BRIEF » Can you rewrite all the rows below, swapping "Quickstart" for "Usage" and keeping everything else unchanged, with the pictures left out?

[Object point labels]
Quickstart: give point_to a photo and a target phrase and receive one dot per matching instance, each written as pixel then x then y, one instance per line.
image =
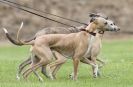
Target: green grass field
pixel 118 71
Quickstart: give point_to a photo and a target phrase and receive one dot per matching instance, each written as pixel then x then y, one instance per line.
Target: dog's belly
pixel 65 52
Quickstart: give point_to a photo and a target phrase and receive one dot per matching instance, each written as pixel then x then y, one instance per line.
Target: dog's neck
pixel 90 29
pixel 94 34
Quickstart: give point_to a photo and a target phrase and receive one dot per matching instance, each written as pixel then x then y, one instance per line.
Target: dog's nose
pixel 118 29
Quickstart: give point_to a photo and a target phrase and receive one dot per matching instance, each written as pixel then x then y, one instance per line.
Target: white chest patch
pixel 90 42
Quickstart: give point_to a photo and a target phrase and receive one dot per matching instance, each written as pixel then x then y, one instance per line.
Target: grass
pixel 118 72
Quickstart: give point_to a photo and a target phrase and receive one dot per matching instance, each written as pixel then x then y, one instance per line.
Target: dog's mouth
pixel 113 30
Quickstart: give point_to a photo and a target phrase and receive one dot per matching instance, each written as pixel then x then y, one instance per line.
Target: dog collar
pixel 101 32
pixel 94 34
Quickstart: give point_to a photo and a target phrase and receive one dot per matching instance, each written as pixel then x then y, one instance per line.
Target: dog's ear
pixel 92 19
pixel 93 15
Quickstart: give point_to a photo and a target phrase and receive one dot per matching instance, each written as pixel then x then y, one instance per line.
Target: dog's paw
pixel 17 77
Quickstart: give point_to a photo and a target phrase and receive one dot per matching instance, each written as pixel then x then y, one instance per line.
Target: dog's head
pixel 98 15
pixel 102 24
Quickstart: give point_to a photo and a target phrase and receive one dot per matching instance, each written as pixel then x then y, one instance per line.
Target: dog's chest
pixel 90 43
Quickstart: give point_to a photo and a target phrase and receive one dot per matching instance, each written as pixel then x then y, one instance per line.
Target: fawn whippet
pixel 74 45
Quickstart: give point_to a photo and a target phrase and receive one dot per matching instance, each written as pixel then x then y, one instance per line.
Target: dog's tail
pixel 18 41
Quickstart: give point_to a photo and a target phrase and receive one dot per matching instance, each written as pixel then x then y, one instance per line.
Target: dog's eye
pixel 105 23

OUTPUT OF THE EXERCISE »
Usage: give point_to a photo and a target phrase and receive one dot per matching instance, each written as pixel then x then y, one instance per line.
image =
Target: green grass field
pixel 118 71
Usage: give point_to a photo and a target phrase and receive one dot per matching instance, each written as pixel then x then y, one instance per line.
Target: dog's belly
pixel 65 52
Usage: give point_to a photo and a target phrase and receive one dot per matching instance, each written as pixel then x then y, one instance per line.
Target: dog's neck
pixel 90 29
pixel 94 34
Usage: give point_to a photo and a target phrase and receive one dot per matching instance, each written as pixel then x then y, one instance per line.
Target: dog's nose
pixel 118 29
Usage: give point_to a photo and a target phrase and receive one dot per matching instance, each written as pixel then x then y, one instance per line.
Target: white chest patch
pixel 90 42
Usage: give point_to a photo and a target phrase and receive one dot per matching instance, each written as pixel then x then y, one instance per line.
Target: grass
pixel 118 72
Usage: give point_to a photo and a target phrase and receive one dot per matching instance, each written as pixel then x then y, one instance per line.
Target: dog's mouth
pixel 113 30
Usage: give point_to a photo and a target phrase and receive one dot per matching instance, each written as pixel then x then y, one instance per line.
Target: dog collar
pixel 101 32
pixel 94 34
Usage: give point_to a photo and a target phrase and receive one dot per matching instance, each written as pixel then x then y, one instance per line.
Target: dog's ear
pixel 92 19
pixel 93 15
Usage: give point_to a photo and a target phrase and receive one dot per matching instance, each written as pixel then x then y, one instance per line.
Target: dog's paw
pixel 17 77
Usage: give point_to a photo and a target phrase and receive one dot per matching instance, each written as pixel then x then y, one instance per line.
Target: dog's head
pixel 98 15
pixel 102 24
Usage: give point_to a photo and a target phrase and receive one dot per matching instance, each written as pixel then x then y, one instance per line.
Target: dog's chest
pixel 90 43
Usage: give point_to a photo and a target phrase and receive one dot per matching instance, each written as pixel then x then y, one instance per line.
Target: fawn whippet
pixel 74 45
Usage: give point_to a photo and a target phrase and receive one dot per matching instance, each written as pixel then x then y, one instance per line.
Target: dog's tail
pixel 18 41
Usage: give point_to a photo and a target phrase and receive one dot per matching instance, each written as pixel then x then y, one instance per line.
Target: dog's eye
pixel 105 23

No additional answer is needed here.